Untersuchter Text –
◇ ◇ ◇ ◇ ◇ ◇ ◇

Der letzte Vortrag führte aus Fernost wieder zurück zum Ort der diesjährigen DGWMP-Tagung: Der im Kommando Sanitätsdienst der Bundeswehr für das Museums- und Sammlungswesen und für Tradition zuständige Referent Oberstleutnant Andreas Biebricher M.A. trug als einheimischer und auch wissenschaftlich ausgewiesener Kenner der örtlichen Geschichte über 2000 Jahre „Geschichte von Koblenz unter besonderer Berücksichtigung seiner Funktion als Garnisonsstadt“ vor und brachte zum Abschluss des Tages einiges Lokalkolorit in die Veranstaltung.

◇ ◇ ◇ ◇ ◇ ◇ ◇

Bereitgestellte Daten –

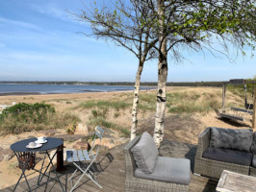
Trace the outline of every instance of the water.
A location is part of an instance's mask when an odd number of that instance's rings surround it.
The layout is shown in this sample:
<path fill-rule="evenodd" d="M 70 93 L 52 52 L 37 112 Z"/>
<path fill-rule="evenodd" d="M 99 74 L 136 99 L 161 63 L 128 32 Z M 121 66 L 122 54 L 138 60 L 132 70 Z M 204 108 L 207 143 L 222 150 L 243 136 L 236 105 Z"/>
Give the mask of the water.
<path fill-rule="evenodd" d="M 141 90 L 155 87 L 141 86 Z M 134 86 L 119 85 L 65 85 L 65 84 L 0 84 L 0 95 L 60 94 L 82 92 L 111 92 L 134 90 Z"/>

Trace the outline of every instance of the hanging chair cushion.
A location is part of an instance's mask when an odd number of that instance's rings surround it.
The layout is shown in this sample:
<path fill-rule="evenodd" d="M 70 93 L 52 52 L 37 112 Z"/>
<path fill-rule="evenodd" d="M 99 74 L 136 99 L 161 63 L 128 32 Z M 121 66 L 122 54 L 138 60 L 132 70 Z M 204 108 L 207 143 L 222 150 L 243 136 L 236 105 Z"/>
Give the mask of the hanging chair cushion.
<path fill-rule="evenodd" d="M 143 132 L 141 140 L 131 149 L 138 168 L 145 174 L 151 174 L 158 157 L 158 149 L 148 132 Z"/>
<path fill-rule="evenodd" d="M 211 128 L 210 147 L 250 152 L 253 140 L 251 130 Z"/>

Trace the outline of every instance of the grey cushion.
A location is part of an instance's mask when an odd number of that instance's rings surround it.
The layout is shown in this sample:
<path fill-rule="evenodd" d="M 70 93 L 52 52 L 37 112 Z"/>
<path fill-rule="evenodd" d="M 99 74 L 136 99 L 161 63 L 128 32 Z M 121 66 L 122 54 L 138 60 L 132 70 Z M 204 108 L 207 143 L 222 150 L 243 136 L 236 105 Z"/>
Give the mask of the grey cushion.
<path fill-rule="evenodd" d="M 251 165 L 256 168 L 256 155 L 253 155 Z"/>
<path fill-rule="evenodd" d="M 252 154 L 227 149 L 207 148 L 203 153 L 204 158 L 249 166 Z"/>
<path fill-rule="evenodd" d="M 188 185 L 191 181 L 191 161 L 187 158 L 158 156 L 152 174 L 136 169 L 135 177 Z"/>
<path fill-rule="evenodd" d="M 253 132 L 253 141 L 252 141 L 250 151 L 256 154 L 256 132 Z"/>
<path fill-rule="evenodd" d="M 142 133 L 140 141 L 131 149 L 131 152 L 141 171 L 146 174 L 153 172 L 159 153 L 154 139 L 148 132 Z"/>
<path fill-rule="evenodd" d="M 250 152 L 251 130 L 211 128 L 210 147 Z"/>

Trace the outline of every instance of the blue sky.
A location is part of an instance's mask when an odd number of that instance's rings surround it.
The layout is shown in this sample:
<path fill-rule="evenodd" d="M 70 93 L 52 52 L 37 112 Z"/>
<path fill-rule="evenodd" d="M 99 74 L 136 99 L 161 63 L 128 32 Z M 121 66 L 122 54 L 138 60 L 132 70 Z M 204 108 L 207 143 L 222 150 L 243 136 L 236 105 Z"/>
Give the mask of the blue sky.
<path fill-rule="evenodd" d="M 134 82 L 138 60 L 124 48 L 79 32 L 90 27 L 78 12 L 91 0 L 0 0 L 0 81 Z M 168 82 L 253 78 L 250 52 L 230 62 L 208 52 L 184 52 L 183 63 L 168 62 Z M 147 61 L 142 82 L 157 82 L 157 60 Z"/>

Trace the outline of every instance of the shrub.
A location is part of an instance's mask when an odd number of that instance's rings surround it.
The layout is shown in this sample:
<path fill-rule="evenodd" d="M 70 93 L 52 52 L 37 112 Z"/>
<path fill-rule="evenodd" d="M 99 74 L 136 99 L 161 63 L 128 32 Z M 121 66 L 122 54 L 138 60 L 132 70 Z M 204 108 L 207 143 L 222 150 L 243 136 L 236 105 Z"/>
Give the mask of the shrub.
<path fill-rule="evenodd" d="M 3 110 L 0 115 L 0 132 L 21 133 L 39 130 L 65 129 L 80 119 L 69 113 L 56 112 L 46 104 L 17 104 Z"/>

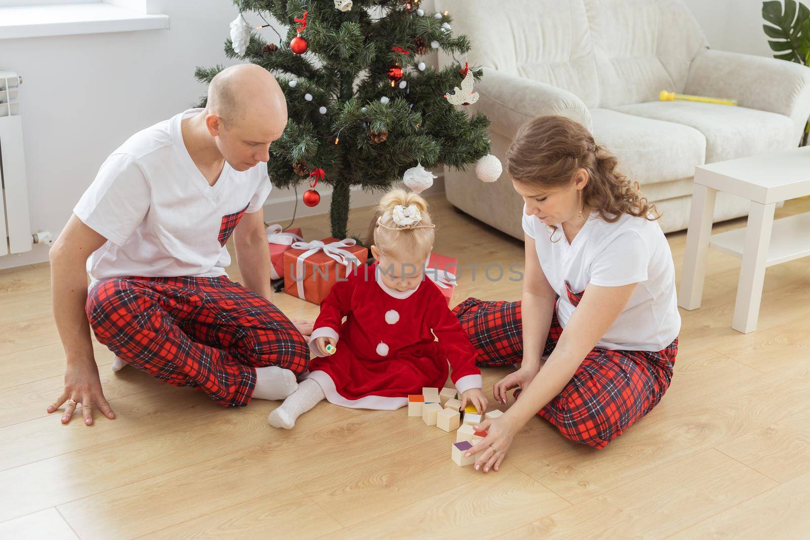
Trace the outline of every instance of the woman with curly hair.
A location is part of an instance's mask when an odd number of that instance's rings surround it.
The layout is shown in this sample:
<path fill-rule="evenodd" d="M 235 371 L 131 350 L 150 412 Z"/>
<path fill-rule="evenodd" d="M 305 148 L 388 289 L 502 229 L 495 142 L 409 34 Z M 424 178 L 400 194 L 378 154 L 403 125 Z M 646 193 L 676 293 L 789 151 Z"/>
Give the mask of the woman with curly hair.
<path fill-rule="evenodd" d="M 518 365 L 495 399 L 519 398 L 481 423 L 475 468 L 497 470 L 535 415 L 595 449 L 648 413 L 669 386 L 680 317 L 660 217 L 588 130 L 562 117 L 524 125 L 506 155 L 522 197 L 520 302 L 470 298 L 454 310 L 479 366 Z"/>

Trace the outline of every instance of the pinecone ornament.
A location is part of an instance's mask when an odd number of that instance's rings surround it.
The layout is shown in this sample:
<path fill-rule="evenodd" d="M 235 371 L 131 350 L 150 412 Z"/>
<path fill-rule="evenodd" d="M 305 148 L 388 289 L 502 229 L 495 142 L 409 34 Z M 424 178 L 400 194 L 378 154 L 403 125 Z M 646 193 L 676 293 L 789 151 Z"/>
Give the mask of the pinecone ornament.
<path fill-rule="evenodd" d="M 416 39 L 413 40 L 413 52 L 416 54 L 426 54 L 429 50 L 430 47 L 428 46 L 428 40 L 421 36 L 417 36 Z"/>

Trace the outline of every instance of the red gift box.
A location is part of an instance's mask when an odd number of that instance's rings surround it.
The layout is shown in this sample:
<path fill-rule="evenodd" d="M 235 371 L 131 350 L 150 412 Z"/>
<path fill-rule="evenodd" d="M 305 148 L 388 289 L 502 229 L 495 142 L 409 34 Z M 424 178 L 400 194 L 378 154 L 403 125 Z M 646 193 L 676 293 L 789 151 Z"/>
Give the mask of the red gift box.
<path fill-rule="evenodd" d="M 296 242 L 284 252 L 284 292 L 321 304 L 338 279 L 365 264 L 369 249 L 352 238 Z"/>
<path fill-rule="evenodd" d="M 458 260 L 452 257 L 431 253 L 424 263 L 424 275 L 439 287 L 445 296 L 447 305 L 450 305 L 453 291 L 456 286 L 456 274 L 458 272 Z"/>
<path fill-rule="evenodd" d="M 300 227 L 282 232 L 278 223 L 268 227 L 266 232 L 267 245 L 270 246 L 270 279 L 278 279 L 284 277 L 284 252 L 293 242 L 302 242 L 304 238 Z"/>

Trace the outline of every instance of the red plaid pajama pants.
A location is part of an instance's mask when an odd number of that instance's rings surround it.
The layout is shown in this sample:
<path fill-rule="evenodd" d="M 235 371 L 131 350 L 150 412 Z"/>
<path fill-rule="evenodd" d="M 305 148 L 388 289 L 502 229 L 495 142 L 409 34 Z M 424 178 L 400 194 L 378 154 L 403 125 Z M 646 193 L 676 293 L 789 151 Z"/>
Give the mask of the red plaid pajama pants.
<path fill-rule="evenodd" d="M 115 278 L 87 296 L 90 325 L 117 356 L 224 406 L 247 405 L 255 368 L 302 373 L 309 347 L 266 298 L 225 277 Z"/>
<path fill-rule="evenodd" d="M 576 305 L 582 293 L 569 297 Z M 479 367 L 505 366 L 523 359 L 520 302 L 468 298 L 453 310 L 478 351 Z M 552 317 L 544 355 L 562 334 Z M 658 405 L 672 378 L 678 339 L 657 352 L 594 349 L 571 381 L 538 415 L 566 439 L 604 448 Z M 520 391 L 515 391 L 515 398 Z"/>

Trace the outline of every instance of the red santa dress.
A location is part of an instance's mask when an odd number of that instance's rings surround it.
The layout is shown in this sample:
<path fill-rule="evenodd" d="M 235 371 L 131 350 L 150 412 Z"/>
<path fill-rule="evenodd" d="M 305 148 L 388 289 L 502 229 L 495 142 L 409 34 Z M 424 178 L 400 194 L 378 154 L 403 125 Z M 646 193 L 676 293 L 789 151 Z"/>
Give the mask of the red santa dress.
<path fill-rule="evenodd" d="M 315 344 L 320 337 L 337 340 L 334 355 Z M 426 278 L 415 289 L 391 289 L 377 264 L 332 287 L 309 346 L 316 358 L 306 378 L 320 385 L 330 402 L 345 407 L 404 406 L 422 387 L 444 386 L 448 363 L 459 393 L 481 388 L 477 352 L 436 284 Z"/>

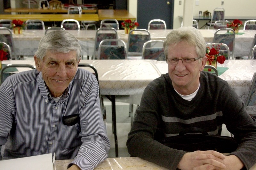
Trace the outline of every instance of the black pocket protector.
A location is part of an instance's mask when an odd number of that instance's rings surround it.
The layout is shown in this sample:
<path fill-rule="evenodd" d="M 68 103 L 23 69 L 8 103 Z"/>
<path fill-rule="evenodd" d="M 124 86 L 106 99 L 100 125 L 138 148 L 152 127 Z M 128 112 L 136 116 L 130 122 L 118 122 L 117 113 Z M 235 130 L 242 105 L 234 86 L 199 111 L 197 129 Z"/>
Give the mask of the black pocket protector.
<path fill-rule="evenodd" d="M 63 116 L 62 117 L 62 124 L 67 126 L 73 126 L 80 121 L 80 118 L 78 114 Z"/>

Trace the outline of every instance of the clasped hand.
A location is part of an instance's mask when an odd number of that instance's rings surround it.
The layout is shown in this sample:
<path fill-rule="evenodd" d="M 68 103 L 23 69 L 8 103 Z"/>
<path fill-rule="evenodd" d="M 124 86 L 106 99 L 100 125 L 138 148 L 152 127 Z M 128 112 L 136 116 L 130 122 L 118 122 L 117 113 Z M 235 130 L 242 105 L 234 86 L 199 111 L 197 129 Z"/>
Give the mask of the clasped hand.
<path fill-rule="evenodd" d="M 214 151 L 196 151 L 185 153 L 177 167 L 182 170 L 235 170 L 243 166 L 235 155 L 225 156 Z"/>

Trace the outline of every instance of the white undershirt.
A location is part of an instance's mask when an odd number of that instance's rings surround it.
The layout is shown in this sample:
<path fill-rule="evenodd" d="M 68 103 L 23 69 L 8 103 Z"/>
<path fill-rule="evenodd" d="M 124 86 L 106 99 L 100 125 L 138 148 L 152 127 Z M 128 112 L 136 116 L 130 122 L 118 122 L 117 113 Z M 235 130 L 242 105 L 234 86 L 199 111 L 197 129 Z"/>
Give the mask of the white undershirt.
<path fill-rule="evenodd" d="M 174 90 L 175 91 L 177 92 L 177 93 L 181 97 L 182 99 L 185 99 L 187 100 L 188 101 L 191 101 L 192 99 L 196 96 L 196 93 L 197 93 L 197 92 L 198 92 L 198 90 L 199 89 L 199 87 L 200 87 L 200 83 L 199 83 L 199 85 L 198 86 L 198 88 L 197 89 L 196 89 L 196 91 L 192 93 L 192 94 L 189 94 L 188 95 L 187 95 L 186 96 L 184 96 L 184 95 L 182 95 L 182 94 L 180 94 L 177 91 L 175 90 L 175 89 L 174 89 Z"/>
<path fill-rule="evenodd" d="M 62 94 L 62 95 L 63 95 L 63 94 Z M 61 96 L 60 96 L 59 97 L 52 97 L 52 99 L 53 99 L 53 100 L 55 100 L 55 102 L 56 102 L 56 103 L 57 103 L 58 102 L 58 101 L 59 100 L 60 100 L 60 98 L 62 96 L 62 95 L 61 95 Z"/>

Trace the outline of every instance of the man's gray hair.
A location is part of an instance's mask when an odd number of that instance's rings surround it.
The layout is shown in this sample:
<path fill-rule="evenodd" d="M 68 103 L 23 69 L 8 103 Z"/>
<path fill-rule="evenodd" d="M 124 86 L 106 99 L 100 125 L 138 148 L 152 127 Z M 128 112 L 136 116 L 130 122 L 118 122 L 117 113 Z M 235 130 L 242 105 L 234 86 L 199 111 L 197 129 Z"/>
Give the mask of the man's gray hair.
<path fill-rule="evenodd" d="M 41 39 L 35 55 L 41 60 L 47 51 L 52 53 L 67 53 L 76 51 L 76 60 L 80 58 L 81 47 L 78 40 L 67 31 L 57 30 L 47 33 Z"/>
<path fill-rule="evenodd" d="M 203 57 L 205 55 L 205 41 L 201 33 L 192 26 L 181 27 L 174 29 L 168 34 L 164 43 L 165 57 L 168 56 L 168 48 L 170 45 L 175 46 L 181 41 L 196 47 L 198 57 Z"/>

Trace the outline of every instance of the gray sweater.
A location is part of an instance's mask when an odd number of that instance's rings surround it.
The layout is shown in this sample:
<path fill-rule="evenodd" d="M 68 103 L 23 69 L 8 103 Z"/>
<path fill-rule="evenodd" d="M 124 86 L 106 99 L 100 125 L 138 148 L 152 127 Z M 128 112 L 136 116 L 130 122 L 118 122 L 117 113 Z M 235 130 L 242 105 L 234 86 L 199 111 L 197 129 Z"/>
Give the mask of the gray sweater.
<path fill-rule="evenodd" d="M 132 156 L 176 169 L 186 152 L 170 148 L 158 140 L 192 127 L 220 135 L 223 123 L 239 141 L 230 154 L 249 169 L 256 163 L 256 122 L 227 82 L 201 72 L 199 90 L 189 101 L 175 91 L 168 73 L 162 75 L 145 89 L 128 135 L 128 151 Z"/>

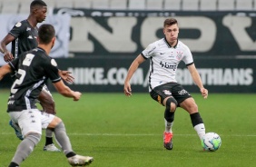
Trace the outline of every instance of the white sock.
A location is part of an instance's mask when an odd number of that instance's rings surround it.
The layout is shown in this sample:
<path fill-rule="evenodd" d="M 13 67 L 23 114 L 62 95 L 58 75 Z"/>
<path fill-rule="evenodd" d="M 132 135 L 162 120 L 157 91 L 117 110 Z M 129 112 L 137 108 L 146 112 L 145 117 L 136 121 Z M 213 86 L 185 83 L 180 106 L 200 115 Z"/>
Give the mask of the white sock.
<path fill-rule="evenodd" d="M 200 140 L 202 138 L 202 136 L 205 134 L 205 127 L 203 123 L 197 124 L 193 127 L 193 129 L 196 131 Z"/>
<path fill-rule="evenodd" d="M 172 127 L 173 122 L 169 123 L 164 119 L 164 124 L 165 124 L 165 132 L 166 133 L 172 133 Z"/>

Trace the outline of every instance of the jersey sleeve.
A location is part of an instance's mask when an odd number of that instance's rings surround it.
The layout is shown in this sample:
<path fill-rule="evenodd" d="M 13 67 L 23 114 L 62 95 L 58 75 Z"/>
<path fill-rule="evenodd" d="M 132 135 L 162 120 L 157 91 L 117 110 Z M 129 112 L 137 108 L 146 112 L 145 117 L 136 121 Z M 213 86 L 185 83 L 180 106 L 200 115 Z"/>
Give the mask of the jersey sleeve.
<path fill-rule="evenodd" d="M 184 57 L 182 61 L 185 63 L 186 65 L 193 64 L 192 54 L 188 46 L 184 47 Z"/>
<path fill-rule="evenodd" d="M 142 55 L 145 59 L 148 59 L 148 58 L 150 58 L 153 54 L 155 49 L 156 49 L 155 44 L 151 44 L 142 52 Z"/>
<path fill-rule="evenodd" d="M 13 71 L 17 71 L 18 70 L 18 64 L 19 64 L 19 58 L 15 58 L 13 61 L 9 62 L 8 64 L 11 66 Z"/>
<path fill-rule="evenodd" d="M 18 22 L 16 25 L 11 29 L 9 34 L 13 35 L 15 38 L 17 38 L 20 34 L 24 31 L 26 31 L 26 26 L 24 22 Z"/>
<path fill-rule="evenodd" d="M 56 83 L 61 80 L 59 75 L 59 70 L 57 63 L 54 59 L 50 59 L 44 66 L 45 74 L 53 83 Z"/>

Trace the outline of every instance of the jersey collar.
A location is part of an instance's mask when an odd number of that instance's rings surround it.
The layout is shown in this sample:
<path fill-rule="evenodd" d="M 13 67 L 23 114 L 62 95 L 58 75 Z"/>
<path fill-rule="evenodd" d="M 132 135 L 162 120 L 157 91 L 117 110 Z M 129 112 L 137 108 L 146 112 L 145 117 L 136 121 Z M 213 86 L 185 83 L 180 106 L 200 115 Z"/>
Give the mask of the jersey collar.
<path fill-rule="evenodd" d="M 178 45 L 178 43 L 179 43 L 178 39 L 177 39 L 177 44 L 173 47 L 172 45 L 170 45 L 170 44 L 168 43 L 168 41 L 167 41 L 167 39 L 165 37 L 163 38 L 163 40 L 166 43 L 166 44 L 168 45 L 168 47 L 174 48 L 174 49 L 177 48 L 177 45 Z"/>
<path fill-rule="evenodd" d="M 40 50 L 40 51 L 43 51 L 43 52 L 46 53 L 46 52 L 44 51 L 44 49 L 43 49 L 42 47 L 37 47 L 37 49 Z"/>

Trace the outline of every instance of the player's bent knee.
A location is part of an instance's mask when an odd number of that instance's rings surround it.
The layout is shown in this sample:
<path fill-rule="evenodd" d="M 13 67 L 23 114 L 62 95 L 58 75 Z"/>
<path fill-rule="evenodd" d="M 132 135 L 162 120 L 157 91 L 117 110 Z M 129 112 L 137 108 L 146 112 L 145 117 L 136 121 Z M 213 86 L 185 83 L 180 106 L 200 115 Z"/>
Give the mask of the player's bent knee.
<path fill-rule="evenodd" d="M 176 111 L 178 103 L 173 97 L 170 97 L 166 100 L 166 108 L 170 109 L 170 112 L 174 113 Z"/>
<path fill-rule="evenodd" d="M 54 116 L 53 121 L 48 124 L 47 128 L 55 128 L 62 122 L 62 119 L 57 116 Z"/>
<path fill-rule="evenodd" d="M 41 136 L 42 135 L 39 133 L 30 133 L 26 135 L 25 138 L 31 140 L 34 143 L 34 145 L 36 145 L 40 142 Z"/>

◇ ◇ ◇ ◇ ◇ ◇ ◇

Aufgaben –
A – Beantworten Sie anhand des Berichts über die DGWMP-Tagung folgende Fragen:
(i) Aus welcher Gegend führte der letzte Vortrag wieder zurück?
(ii) Welchen Dienstgrad trägt Andreas Biebricher?
(iii) Welche Funktion von Koblenz wird im Titel des Vortrags besonders berücksichtigt?
B – Führen Sie den Bericht über die DGWMP-Tagung im Anschluss an dessen letzten Satz weiter.

Antworten in Reihenfolge –
A –
(i) Aus Fernost.
(ii) Oberstleutnant.
(iii) Seine Funktion als Garnisonsstadt.

B –
Abb. 3: Oberstarzt Prof. Dr. Vollmuth dankt Oberstleutnant Biebricher für die lebendige Reise durch 2000 Jahre Koblenzer Geschichte

Kontinuierlich besiedelt war das heutige Stadtgebiet schon in der Mittelsteinzeit. Keltischen Ansiedlungen folgte die lange prägende Epoche der römischen Besatzung an Mittelrhein und Mosel, die vor allem die militärische Sicherung der Rheinachse Xanten – Mainz zum Zweck hatte. Diese erste große wirtschaftliche und kulturelle Blütezeit, die auch den Namen der Stadt „Confluentes“ (= die „Zusammenfließenden“) generierte, wurde im 5. Jahrhundert im Zuge der Völkerwanderung durch die fränkische Periode abgelöst.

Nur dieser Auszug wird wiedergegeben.